## TEXT BLOCK

_ _ _ _ _

Is there any other solution?
Has anyone come up against this?

Thankx


----------



## Diddles (15 Nov 2005)

I thought it was the other way round actually.

If you lost the spare(colour coded) then it would cost you a fortune to have keys cut.
I am open to be corrected on the above

D


----------



## CCOVICH (15 Nov 2005)

Most of the newer car keys are expensive to replace.  €160 sounds about right, based on what my girlfriend was quoted to get one replacment key for an MGF.


----------



## RS2K (16 Nov 2005)

If the key includes the immobilser it's an ok price.  Always get every key for a car when you buy it. No exceptions.  If any key is missing, be very suspicious.


----------



## brilliant81 (17 Nov 2005)

I had a similar situation where I bought  a fiesta with only one black key. When I went to get it cut they said it would have been cheaper if I had the red key. It cost €90 to get the spare cut from the black


----------



## Sol28 (17 Nov 2005)

I had a Ford Fiesta - and only the red key - You can buy the black keys uncoded (I think i paid IR£45 for the key) then by inserting the red key in the ignition - twisting it a certain way - stick the black key in - do the same manouvre you can code it yourself.

Dont go to the Ford garage - I went to a local DIY store and they had the ford templates - which they cut to match and then I coded. Instructions were in the car manual


----------



## Thrifty (18 Nov 2005)

I bought a punto about two years ago. Only had one black key and was told it would cost about €160 to get another. a friend suggested taking it to the local key cutter and he was able to make me a copy with the chip in it for about €40. He had some sort of machine that was able to put the information on the other chip. I don't know how it works but i would suggest taking the key to your local key cutter first and just checking. Might save you.


----------

_ _ _ _ _

## SUPPLIED MATERIAL
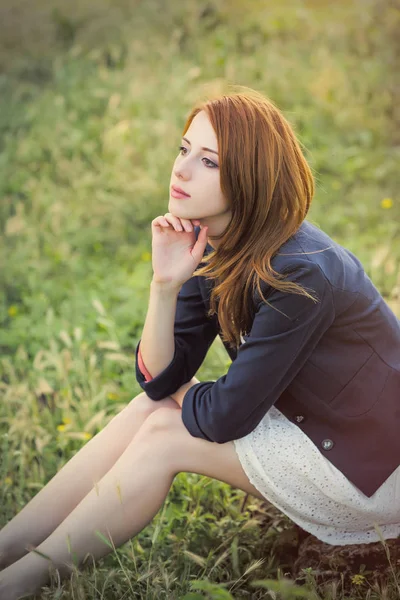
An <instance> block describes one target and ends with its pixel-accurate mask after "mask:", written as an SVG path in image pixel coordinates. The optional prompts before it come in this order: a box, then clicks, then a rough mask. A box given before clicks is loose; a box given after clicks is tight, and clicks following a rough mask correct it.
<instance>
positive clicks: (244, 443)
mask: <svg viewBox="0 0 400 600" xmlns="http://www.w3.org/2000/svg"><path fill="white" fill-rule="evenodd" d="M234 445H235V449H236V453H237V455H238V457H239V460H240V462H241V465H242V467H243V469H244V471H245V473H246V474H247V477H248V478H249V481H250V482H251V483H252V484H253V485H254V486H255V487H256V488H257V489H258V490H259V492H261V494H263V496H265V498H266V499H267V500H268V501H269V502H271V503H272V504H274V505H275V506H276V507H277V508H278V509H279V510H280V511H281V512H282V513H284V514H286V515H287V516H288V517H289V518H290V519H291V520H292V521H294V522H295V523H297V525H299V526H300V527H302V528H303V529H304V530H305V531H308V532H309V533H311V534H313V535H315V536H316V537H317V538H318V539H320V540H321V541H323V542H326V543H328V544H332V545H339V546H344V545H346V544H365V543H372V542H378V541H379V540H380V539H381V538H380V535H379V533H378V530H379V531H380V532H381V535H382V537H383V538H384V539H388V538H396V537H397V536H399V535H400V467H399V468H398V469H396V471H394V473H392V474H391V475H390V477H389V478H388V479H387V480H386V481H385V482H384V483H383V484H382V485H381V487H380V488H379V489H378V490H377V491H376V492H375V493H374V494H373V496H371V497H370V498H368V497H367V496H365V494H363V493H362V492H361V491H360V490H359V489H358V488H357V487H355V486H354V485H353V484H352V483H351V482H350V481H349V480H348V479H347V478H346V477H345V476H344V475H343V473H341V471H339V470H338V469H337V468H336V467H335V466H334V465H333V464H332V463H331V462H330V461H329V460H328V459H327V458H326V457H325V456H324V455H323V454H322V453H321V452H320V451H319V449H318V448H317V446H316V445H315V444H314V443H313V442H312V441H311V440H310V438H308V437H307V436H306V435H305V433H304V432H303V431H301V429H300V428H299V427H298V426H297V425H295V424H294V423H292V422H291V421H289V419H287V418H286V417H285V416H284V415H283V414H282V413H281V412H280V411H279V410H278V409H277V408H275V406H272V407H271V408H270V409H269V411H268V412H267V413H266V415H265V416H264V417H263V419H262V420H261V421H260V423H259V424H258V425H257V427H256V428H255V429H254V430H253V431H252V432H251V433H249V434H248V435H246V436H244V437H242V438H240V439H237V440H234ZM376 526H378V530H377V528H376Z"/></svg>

_ _ _ _ _

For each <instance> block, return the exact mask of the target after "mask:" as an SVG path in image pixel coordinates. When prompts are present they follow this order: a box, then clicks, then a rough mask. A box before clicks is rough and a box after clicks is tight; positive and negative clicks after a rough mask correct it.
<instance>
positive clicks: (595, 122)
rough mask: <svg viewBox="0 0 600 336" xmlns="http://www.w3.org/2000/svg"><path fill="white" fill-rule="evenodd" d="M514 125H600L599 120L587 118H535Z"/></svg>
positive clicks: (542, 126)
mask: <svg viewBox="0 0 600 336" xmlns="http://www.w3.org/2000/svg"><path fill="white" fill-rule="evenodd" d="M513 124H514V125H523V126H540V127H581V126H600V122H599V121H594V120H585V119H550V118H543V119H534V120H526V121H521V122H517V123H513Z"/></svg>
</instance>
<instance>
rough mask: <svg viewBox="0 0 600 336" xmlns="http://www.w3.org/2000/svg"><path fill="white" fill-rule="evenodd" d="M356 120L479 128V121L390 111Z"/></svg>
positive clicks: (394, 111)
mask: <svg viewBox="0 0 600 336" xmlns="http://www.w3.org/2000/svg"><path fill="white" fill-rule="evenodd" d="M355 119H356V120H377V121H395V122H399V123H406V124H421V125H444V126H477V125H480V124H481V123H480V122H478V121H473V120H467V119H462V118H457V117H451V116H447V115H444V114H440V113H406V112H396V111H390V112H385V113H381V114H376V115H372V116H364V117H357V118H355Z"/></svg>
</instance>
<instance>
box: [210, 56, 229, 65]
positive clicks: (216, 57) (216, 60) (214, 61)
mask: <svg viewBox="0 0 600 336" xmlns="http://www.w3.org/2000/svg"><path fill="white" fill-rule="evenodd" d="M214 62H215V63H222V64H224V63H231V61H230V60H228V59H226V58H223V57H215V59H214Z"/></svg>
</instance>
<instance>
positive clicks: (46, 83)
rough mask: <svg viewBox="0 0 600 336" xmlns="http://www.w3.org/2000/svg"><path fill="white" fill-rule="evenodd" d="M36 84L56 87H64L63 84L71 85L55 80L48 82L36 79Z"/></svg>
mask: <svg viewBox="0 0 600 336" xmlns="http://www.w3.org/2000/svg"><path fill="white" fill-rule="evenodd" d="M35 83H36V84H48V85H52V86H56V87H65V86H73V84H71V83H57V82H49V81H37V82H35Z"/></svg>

_ _ _ _ _

## WHAT IS EXPECTED
Please say what the local key cutter charged Thrifty, in the car key thread, for a copy of the Punto key with the chip in it. The lines aren't needed here.

## SOLVED EXERCISE
About €40.